EXERCISE DETAILS: List every line in the data below that contains the word "stone", copying each such line in full.

MATERIAL SHOWN:
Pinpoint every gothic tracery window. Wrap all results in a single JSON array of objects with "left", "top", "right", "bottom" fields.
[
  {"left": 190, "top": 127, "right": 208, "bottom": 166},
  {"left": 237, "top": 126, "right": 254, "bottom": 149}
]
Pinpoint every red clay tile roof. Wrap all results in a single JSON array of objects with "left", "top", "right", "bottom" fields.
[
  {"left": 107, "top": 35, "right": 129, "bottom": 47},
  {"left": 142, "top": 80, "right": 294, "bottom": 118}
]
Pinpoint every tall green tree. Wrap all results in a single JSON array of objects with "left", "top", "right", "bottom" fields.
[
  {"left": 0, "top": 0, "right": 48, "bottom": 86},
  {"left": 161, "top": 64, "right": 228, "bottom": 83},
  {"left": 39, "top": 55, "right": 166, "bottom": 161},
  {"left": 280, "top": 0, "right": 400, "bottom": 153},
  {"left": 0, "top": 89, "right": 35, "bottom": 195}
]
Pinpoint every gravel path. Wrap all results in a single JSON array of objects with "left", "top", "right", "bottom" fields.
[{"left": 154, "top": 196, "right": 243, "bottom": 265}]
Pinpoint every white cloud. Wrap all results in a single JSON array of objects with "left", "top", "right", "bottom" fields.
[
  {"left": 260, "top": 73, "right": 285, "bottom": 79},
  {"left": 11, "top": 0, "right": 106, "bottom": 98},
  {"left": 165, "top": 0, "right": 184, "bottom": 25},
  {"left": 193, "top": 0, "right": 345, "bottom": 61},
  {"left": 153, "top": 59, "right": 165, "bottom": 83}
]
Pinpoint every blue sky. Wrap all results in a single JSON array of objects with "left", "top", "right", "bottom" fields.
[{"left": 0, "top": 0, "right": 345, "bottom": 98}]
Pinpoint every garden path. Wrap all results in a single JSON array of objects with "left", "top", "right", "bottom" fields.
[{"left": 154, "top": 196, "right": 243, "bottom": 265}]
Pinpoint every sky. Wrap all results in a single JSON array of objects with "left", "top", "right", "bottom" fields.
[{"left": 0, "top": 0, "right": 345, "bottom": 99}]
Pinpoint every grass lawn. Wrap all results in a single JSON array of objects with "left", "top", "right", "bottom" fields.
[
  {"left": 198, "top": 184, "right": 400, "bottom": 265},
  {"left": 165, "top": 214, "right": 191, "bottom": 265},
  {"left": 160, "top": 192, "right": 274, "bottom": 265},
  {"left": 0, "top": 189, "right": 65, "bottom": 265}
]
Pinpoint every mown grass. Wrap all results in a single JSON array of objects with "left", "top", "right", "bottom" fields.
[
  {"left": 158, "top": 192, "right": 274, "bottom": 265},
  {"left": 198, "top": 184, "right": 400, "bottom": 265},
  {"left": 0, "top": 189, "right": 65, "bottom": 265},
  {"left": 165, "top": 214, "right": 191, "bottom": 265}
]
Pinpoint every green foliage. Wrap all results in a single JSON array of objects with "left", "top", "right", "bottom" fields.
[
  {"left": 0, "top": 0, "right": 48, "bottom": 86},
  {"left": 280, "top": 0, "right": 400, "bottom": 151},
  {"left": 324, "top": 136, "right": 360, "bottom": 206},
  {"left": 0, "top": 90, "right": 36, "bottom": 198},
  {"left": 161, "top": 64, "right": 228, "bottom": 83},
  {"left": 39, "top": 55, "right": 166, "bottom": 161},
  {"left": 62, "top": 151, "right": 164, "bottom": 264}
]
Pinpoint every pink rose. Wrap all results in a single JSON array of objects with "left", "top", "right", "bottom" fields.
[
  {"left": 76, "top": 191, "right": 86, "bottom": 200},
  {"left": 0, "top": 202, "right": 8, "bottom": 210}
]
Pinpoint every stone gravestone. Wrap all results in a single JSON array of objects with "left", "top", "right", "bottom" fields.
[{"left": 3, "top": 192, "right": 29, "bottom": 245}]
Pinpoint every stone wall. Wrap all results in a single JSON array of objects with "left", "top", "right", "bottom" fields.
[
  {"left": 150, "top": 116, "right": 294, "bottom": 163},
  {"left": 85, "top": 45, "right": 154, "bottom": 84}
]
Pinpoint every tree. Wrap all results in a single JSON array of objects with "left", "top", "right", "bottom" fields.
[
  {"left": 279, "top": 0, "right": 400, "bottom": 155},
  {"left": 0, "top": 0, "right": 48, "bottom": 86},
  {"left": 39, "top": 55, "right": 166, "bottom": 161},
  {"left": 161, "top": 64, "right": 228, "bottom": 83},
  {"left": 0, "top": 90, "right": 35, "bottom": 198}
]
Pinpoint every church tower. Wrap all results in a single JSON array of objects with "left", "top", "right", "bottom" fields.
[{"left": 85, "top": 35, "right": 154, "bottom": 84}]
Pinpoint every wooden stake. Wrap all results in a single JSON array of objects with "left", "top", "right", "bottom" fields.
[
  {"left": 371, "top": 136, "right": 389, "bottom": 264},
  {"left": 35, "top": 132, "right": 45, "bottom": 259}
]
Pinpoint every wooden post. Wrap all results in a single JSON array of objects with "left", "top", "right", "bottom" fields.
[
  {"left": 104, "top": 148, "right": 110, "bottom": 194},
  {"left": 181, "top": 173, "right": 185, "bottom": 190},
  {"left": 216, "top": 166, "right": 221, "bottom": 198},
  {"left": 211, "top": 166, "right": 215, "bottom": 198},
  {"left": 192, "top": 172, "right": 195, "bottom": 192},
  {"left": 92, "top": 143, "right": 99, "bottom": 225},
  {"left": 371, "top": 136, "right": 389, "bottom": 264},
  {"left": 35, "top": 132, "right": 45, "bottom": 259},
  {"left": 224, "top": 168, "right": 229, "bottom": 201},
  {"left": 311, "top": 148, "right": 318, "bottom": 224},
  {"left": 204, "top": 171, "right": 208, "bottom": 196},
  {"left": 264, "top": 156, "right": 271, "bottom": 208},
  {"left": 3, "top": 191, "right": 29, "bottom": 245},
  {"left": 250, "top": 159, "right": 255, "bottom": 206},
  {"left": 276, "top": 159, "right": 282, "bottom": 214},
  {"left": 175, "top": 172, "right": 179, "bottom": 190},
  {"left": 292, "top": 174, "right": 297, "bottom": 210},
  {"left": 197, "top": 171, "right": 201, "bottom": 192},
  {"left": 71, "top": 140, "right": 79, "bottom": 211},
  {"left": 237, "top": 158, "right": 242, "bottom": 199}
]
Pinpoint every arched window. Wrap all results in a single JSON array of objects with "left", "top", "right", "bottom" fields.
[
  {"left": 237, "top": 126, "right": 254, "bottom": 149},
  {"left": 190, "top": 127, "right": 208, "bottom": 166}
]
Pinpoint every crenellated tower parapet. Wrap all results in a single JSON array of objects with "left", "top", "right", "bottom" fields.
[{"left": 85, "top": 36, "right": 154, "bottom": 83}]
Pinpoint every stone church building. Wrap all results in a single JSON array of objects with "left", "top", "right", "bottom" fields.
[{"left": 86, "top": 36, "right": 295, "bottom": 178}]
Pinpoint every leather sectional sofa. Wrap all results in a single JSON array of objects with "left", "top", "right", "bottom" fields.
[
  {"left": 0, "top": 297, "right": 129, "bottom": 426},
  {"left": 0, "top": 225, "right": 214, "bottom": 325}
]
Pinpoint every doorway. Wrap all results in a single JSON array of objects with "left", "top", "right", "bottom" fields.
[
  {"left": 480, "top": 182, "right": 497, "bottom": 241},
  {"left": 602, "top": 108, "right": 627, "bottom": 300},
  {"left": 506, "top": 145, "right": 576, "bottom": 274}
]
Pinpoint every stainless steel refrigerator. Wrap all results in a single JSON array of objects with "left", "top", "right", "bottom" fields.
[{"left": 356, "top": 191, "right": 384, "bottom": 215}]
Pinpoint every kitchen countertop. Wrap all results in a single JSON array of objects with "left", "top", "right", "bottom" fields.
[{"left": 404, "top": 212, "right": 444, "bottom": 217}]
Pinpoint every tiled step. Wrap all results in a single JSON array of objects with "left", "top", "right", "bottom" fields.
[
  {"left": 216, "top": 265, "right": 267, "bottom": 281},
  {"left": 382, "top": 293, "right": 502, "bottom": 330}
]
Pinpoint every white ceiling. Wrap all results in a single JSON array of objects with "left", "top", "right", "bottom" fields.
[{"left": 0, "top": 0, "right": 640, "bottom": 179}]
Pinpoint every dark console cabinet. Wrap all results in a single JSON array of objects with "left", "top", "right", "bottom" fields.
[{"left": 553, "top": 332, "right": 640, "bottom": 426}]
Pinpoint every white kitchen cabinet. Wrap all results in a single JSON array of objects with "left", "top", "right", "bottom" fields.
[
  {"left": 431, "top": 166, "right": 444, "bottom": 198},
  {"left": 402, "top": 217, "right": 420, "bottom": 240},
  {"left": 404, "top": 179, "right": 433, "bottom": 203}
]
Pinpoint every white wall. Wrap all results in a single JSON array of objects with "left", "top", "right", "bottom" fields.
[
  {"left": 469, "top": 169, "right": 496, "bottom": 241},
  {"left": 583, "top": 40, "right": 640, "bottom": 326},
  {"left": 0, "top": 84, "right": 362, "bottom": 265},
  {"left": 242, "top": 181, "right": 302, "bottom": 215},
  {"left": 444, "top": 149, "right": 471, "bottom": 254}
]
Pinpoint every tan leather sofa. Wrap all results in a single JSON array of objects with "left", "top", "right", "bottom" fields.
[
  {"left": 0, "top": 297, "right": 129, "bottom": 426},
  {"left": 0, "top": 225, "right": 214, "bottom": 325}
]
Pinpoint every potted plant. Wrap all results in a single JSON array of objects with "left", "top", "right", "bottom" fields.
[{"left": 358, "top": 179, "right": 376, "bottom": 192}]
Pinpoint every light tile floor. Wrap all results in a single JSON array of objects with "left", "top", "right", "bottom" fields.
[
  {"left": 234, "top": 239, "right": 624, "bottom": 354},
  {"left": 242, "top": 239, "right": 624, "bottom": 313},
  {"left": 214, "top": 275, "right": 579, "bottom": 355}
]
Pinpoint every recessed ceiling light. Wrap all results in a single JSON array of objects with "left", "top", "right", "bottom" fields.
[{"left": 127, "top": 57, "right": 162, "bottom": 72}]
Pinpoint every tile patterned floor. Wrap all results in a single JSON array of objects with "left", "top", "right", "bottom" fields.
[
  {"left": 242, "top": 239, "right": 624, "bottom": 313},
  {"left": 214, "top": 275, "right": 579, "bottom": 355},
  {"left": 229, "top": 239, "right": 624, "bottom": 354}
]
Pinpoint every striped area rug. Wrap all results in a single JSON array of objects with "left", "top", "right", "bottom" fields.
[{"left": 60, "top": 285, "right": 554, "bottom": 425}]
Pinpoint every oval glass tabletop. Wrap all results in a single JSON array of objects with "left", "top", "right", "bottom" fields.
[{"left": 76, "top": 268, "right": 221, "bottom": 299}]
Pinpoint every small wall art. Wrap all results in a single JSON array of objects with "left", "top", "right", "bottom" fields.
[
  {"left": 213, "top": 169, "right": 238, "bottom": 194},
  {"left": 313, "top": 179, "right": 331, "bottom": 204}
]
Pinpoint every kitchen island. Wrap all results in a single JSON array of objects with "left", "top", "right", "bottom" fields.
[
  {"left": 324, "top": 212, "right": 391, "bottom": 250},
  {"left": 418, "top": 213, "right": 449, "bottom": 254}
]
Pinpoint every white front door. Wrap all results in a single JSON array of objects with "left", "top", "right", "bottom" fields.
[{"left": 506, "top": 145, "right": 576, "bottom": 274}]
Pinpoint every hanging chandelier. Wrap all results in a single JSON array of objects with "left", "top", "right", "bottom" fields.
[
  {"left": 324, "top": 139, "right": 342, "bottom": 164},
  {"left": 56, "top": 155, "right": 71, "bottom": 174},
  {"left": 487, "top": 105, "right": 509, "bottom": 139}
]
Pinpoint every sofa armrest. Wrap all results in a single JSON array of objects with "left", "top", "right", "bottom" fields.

PROBLEM SOLUTION:
Pinpoint every stone gravestone. Wrap all results in a single JSON array of objects with "left", "top", "right", "bottom" fields.
Pinpoint every stone wall. Wrap all results in a single JSON array of objects with "left", "top", "right", "bottom" fields.
Pinpoint every stone church building. Wrap all results in a single JSON array of objects with "left", "top", "right", "bottom" fields.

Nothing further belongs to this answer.